• [Document segment]

::::::::

By Andrew Atkinson
A giant Portuguese man o ‘war jellyfish – annually common in the Costas – has been washed ashore in Sandbanks, Dorset!
The man o ‘war jellyfish, which can be extremely dangerous, have been washed up along Dorset’s beaches throughout the summer, and continue to do so.
“I tried to get it back into the water. I’ve never seen such a big jellyfish,” said Ruth Oliver, who saw it whilst walking dog Murphy at Sandbanks, a small peninsula crossing the mouth of Poole Harbour on the English Channel coast.
Ruth, who deemed the jellyfish as 2 metres, added: “It’s the biggest jellyfish I’ve ever seen – the blue colour was beautiful.”
Portuguese man o ‘war is a colony made up of small animals called zooids or polyps, and can cause extreme pain, if touched.
In Spain the Portuguese man o ‘war jellyfish recently spread south from the southern stretch of the La Mata beaches across Torrevieja, Orihuela Costa and Pilar de la Horadada. Councils warned of the danger by raising red flags, prohibiting any bathing or swimming.
In Orihuela Costa, swimming on Cabo Roig, La Caleta beach, was banned, after two Portuguese caravels were seen, that lead to the Lifeguard service raising the red flag – as an extreme caution.
The Department of Beaches warn to be careful and not to touch the jellyfish. Their sting can be extremely dangerous.
In recent times Pilar de la Horadada also raised the red flag on all municipal beaches, due to the appearance of the jellyfish. The Department of the Environment prohibited bathing – across the whole of its coastline.
Guardamar del Segura have also alert bathers in recent times of the danger. The City Council recorded the invertebrates and monitoring work was intensified on the Guardamarenco coast.
The Portuguese caravel has a more potent toxin, than the Mediterranean species, and its sting is severe, which could lead to being hospitalised.
The tentacles of the Portuguese man o ‘war can be 30 metres long. Children, the elderly and people with heart problems are the most vulnerable to their stings.
The Portuguese man o ‘war can cause death – by anaphylactic shock or a severe allergic reaction.

::::::::

• [Exercises to complete]
1 > In the jellyfish article, begin at the words "In Orihuela Costa, swimming" and stop after "be extremely dangerous.", substituting "Beaches Department" for "Department of Beaches".
2 > Name every group of people that the jellyfish article lists as most vulnerable to the stings.

::::::::

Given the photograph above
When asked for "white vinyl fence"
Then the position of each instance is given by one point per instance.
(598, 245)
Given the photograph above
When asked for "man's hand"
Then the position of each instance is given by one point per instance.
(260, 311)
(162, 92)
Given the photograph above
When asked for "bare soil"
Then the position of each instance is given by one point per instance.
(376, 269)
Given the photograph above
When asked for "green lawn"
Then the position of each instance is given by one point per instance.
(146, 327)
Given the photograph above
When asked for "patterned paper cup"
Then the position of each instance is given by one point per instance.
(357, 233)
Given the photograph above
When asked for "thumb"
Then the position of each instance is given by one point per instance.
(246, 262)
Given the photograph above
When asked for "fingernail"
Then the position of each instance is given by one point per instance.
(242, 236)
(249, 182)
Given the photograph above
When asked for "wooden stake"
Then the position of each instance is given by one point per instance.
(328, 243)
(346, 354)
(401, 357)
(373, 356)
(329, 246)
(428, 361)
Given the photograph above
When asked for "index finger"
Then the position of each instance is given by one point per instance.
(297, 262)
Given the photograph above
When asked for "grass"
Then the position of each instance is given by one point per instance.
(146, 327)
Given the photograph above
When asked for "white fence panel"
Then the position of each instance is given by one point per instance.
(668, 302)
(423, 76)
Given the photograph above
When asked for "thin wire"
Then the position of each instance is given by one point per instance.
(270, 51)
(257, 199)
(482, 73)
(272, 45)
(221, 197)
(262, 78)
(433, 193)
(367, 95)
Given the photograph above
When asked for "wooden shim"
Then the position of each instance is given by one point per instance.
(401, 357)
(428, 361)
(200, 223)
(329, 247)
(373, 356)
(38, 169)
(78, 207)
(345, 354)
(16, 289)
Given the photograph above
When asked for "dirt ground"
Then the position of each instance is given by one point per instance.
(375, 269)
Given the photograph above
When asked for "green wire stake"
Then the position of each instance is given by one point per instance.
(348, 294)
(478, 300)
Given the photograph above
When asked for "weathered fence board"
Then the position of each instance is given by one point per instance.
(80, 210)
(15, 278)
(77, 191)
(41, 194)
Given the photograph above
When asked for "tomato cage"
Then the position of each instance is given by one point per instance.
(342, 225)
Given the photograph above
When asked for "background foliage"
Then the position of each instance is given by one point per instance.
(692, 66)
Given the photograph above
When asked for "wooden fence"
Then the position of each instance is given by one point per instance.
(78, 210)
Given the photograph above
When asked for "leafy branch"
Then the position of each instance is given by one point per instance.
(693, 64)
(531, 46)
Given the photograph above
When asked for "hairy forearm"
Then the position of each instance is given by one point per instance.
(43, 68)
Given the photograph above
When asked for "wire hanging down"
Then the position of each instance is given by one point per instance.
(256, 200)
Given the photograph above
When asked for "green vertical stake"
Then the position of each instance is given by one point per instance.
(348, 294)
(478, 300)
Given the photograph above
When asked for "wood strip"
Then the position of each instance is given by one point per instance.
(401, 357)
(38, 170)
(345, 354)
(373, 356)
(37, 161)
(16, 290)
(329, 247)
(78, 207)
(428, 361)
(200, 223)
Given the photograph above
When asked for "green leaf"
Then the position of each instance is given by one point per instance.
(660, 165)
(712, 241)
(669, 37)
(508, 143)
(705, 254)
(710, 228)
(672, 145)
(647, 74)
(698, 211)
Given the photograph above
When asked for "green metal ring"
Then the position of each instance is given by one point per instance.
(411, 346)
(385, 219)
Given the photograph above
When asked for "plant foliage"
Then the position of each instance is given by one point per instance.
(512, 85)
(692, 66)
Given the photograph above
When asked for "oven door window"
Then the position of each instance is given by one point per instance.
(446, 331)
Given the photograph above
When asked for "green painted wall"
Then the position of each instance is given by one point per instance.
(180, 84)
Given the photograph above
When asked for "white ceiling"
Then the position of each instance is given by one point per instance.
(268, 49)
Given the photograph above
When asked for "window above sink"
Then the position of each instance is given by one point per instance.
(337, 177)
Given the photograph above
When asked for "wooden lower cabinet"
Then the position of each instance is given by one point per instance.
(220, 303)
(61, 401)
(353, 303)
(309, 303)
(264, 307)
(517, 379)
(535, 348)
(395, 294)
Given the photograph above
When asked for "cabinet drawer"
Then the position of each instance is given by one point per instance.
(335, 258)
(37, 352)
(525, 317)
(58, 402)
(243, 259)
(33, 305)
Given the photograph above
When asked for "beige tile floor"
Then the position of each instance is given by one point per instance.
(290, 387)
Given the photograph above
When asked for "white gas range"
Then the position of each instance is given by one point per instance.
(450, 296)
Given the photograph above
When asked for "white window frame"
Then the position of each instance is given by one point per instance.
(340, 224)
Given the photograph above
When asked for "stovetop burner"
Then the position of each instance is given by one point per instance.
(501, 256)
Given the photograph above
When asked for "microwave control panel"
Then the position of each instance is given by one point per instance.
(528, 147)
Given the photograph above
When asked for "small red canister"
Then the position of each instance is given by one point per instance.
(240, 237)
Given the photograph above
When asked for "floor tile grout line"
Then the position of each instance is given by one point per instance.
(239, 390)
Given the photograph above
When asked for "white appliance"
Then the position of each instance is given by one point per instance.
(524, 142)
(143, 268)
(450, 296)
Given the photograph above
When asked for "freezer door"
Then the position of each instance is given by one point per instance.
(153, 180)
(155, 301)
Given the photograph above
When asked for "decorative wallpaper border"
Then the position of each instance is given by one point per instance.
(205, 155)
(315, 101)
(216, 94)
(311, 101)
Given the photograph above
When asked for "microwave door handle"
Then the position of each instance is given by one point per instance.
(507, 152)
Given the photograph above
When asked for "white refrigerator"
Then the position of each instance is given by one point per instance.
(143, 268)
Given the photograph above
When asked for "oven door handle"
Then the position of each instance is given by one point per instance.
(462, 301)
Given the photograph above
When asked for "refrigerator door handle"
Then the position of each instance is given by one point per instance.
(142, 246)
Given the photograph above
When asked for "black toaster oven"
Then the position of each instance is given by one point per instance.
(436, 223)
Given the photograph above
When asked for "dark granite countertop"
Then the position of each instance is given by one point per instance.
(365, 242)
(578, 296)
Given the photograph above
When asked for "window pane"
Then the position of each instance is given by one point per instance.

::::::::

• [Answers]
1 >
In Orihuela Costa, swimming on Cabo Roig, La Caleta beach, was banned, after two Portuguese caravels were seen, that lead to the Lifeguard service raising the red flag – as an extreme caution.
The Beaches Department warn to be careful and not to touch the jellyfish. Their sting can be extremely dangerous.

2 > Children, the elderly, and people with heart problems.